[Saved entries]
◆ ◆ ◆ ◆
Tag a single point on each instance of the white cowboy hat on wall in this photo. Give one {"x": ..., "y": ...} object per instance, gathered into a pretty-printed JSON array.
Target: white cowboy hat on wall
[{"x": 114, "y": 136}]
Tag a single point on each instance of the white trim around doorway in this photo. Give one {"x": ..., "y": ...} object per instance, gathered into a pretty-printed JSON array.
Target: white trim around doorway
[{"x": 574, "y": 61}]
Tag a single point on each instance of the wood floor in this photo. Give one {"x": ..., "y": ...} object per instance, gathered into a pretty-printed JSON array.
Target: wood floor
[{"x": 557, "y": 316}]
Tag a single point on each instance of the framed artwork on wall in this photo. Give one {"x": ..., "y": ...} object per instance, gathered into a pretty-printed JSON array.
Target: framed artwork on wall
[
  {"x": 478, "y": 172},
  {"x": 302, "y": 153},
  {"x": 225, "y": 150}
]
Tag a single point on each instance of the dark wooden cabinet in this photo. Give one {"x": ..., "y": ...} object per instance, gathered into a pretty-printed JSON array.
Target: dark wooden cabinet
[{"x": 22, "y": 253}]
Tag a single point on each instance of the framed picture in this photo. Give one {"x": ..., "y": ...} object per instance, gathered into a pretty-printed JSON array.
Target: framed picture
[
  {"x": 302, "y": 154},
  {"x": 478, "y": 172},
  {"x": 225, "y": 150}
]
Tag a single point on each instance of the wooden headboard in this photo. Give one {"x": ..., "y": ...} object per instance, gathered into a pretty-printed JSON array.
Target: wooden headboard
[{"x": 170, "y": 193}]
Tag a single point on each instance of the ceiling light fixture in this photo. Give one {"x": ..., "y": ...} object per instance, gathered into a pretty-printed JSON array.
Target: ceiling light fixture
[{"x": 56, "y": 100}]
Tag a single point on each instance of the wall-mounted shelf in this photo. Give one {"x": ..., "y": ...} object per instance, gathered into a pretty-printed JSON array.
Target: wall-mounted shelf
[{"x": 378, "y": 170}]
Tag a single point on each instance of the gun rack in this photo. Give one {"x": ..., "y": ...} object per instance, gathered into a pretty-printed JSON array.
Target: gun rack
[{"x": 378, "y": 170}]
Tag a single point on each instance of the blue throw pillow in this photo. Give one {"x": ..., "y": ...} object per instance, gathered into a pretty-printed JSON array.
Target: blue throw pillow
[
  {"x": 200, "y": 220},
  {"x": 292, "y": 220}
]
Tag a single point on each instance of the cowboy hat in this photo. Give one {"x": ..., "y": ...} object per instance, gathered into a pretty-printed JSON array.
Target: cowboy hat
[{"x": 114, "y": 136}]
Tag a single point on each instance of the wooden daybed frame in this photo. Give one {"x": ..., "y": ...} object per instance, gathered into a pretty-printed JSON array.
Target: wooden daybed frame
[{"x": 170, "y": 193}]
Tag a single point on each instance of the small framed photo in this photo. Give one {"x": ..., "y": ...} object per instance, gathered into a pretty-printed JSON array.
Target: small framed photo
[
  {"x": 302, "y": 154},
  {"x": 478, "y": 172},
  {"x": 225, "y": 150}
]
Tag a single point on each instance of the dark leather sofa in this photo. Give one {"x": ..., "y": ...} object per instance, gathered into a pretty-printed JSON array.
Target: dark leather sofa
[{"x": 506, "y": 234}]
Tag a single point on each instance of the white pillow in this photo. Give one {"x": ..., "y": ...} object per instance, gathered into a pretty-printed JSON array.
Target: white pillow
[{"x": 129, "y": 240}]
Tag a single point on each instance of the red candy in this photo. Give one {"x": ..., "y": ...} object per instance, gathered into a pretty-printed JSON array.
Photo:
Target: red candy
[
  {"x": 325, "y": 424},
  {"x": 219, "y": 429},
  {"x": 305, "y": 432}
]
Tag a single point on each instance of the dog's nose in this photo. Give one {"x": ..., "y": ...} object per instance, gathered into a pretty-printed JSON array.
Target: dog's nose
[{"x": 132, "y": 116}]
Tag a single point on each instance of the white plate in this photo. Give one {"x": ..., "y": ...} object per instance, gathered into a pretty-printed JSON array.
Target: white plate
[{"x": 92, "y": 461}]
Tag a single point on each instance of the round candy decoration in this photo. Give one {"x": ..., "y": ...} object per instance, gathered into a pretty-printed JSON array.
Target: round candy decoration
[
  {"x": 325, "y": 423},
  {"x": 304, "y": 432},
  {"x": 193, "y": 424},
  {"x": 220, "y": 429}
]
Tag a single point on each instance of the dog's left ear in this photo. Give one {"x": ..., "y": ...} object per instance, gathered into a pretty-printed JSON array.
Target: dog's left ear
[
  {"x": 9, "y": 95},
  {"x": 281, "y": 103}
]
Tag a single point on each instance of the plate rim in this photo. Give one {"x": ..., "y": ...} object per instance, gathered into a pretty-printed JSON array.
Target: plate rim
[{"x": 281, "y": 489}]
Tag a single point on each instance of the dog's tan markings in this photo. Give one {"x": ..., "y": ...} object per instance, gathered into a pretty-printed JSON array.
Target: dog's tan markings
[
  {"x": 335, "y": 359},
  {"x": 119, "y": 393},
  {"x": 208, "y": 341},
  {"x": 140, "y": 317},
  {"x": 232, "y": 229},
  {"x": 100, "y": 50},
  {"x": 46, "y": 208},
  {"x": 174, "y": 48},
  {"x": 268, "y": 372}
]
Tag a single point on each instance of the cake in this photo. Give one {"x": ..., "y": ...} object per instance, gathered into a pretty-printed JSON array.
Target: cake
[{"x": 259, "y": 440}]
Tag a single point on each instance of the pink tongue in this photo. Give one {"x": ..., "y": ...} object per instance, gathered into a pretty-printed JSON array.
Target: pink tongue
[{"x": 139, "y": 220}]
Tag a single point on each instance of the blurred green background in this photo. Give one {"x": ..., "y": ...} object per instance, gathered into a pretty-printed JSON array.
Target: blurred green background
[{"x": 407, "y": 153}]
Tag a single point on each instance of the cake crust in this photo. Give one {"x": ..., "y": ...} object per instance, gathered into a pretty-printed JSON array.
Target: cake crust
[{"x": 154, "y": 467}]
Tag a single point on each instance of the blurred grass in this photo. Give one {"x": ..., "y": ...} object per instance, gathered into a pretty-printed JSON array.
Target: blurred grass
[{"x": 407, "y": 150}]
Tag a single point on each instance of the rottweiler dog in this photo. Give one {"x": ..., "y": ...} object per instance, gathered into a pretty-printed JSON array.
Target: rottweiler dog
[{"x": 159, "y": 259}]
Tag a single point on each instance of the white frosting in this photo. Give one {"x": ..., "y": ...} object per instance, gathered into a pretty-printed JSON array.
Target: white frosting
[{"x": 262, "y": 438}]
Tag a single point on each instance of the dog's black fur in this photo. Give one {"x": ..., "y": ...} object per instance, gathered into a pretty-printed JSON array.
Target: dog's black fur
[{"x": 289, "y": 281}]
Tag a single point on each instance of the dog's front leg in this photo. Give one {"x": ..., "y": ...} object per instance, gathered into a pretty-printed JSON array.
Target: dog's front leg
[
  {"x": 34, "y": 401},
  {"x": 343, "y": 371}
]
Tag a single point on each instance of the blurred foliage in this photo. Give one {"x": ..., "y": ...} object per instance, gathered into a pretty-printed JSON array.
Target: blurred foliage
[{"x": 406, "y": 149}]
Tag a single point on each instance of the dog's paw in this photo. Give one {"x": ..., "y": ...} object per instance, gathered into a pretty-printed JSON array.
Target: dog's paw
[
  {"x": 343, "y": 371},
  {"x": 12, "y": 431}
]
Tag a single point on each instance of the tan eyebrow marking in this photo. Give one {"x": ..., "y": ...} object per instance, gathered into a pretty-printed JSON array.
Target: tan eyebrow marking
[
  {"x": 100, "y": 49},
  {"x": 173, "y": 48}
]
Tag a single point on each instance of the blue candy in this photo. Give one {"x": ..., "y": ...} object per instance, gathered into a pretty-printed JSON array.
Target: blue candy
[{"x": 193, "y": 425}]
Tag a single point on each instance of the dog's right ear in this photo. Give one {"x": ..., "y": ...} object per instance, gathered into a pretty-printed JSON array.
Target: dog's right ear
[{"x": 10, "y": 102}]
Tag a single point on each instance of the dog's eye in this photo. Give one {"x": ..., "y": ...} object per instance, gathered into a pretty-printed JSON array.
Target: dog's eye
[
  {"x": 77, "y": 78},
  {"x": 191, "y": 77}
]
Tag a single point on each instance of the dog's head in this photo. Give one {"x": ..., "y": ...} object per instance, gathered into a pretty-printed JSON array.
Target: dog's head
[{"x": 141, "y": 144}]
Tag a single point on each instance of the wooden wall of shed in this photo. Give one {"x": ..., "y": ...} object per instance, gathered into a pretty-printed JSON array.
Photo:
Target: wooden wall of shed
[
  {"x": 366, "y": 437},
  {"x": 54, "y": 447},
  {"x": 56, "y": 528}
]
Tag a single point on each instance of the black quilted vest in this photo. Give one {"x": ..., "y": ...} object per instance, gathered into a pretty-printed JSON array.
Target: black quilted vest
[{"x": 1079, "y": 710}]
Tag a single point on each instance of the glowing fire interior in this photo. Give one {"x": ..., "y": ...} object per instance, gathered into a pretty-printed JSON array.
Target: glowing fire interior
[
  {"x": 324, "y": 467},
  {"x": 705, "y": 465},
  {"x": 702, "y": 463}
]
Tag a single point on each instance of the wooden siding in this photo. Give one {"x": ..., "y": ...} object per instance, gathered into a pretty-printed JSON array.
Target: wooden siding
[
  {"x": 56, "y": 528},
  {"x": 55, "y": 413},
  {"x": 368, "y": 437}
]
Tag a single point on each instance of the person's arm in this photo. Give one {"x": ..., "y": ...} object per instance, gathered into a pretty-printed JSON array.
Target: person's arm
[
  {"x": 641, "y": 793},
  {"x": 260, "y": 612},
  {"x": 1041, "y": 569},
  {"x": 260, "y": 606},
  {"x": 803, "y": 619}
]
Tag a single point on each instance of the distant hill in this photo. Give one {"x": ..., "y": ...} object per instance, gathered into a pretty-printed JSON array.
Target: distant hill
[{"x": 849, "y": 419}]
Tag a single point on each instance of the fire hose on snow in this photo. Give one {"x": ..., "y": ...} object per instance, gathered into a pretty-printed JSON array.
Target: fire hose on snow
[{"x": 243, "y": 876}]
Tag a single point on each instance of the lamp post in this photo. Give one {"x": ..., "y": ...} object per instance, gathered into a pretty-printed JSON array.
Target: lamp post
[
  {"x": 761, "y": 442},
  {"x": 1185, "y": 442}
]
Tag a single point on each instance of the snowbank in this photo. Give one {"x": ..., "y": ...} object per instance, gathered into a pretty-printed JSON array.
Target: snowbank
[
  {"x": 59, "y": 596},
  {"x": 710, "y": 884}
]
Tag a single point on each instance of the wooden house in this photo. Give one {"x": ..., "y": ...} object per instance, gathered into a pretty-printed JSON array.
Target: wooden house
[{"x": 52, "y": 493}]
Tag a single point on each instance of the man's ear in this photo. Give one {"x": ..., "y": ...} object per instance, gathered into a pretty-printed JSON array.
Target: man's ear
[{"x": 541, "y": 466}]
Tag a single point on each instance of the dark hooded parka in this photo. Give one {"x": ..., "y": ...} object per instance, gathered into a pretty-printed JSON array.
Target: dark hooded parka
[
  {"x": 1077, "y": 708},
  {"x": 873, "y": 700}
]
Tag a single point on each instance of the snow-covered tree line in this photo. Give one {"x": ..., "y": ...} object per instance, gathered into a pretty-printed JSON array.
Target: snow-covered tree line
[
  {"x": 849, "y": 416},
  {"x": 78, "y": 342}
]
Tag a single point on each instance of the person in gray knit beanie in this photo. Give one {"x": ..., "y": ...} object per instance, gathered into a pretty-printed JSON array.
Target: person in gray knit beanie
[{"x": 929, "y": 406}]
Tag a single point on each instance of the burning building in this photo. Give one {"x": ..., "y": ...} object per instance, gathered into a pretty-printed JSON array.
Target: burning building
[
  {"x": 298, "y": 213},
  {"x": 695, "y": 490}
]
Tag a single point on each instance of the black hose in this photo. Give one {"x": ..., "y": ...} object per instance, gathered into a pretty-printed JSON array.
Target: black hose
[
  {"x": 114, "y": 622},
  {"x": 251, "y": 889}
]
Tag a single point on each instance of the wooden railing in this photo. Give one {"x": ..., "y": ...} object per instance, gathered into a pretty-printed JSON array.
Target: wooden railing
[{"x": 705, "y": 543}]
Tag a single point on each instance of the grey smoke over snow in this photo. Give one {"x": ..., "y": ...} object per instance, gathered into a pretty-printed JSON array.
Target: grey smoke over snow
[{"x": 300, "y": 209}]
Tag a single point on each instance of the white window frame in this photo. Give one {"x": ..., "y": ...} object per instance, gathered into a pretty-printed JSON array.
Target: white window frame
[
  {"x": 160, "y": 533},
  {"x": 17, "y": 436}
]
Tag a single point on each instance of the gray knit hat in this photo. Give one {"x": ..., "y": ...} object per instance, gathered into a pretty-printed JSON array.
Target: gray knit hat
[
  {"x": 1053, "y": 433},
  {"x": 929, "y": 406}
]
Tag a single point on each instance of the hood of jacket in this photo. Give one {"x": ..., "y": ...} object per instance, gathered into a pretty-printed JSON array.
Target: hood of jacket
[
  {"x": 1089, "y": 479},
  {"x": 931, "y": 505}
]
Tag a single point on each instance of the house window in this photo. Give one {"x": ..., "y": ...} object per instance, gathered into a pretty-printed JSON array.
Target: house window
◆ ◆ ◆ ◆
▶ Your goal
Your answer should consist only of the lines above between the line holding "Target: white cowboy hat on wall" and the line holding "Tag a single point on each instance of the white trim", inclusive, each transcribed exactly.

▶ Solution to the problem
Target: white cowboy hat on wall
[{"x": 114, "y": 136}]
Tag a single point on each instance of the white trim around doorway in this photo. Give one {"x": ..., "y": ...} object per instance, gathered into a pretty-printed JSON array.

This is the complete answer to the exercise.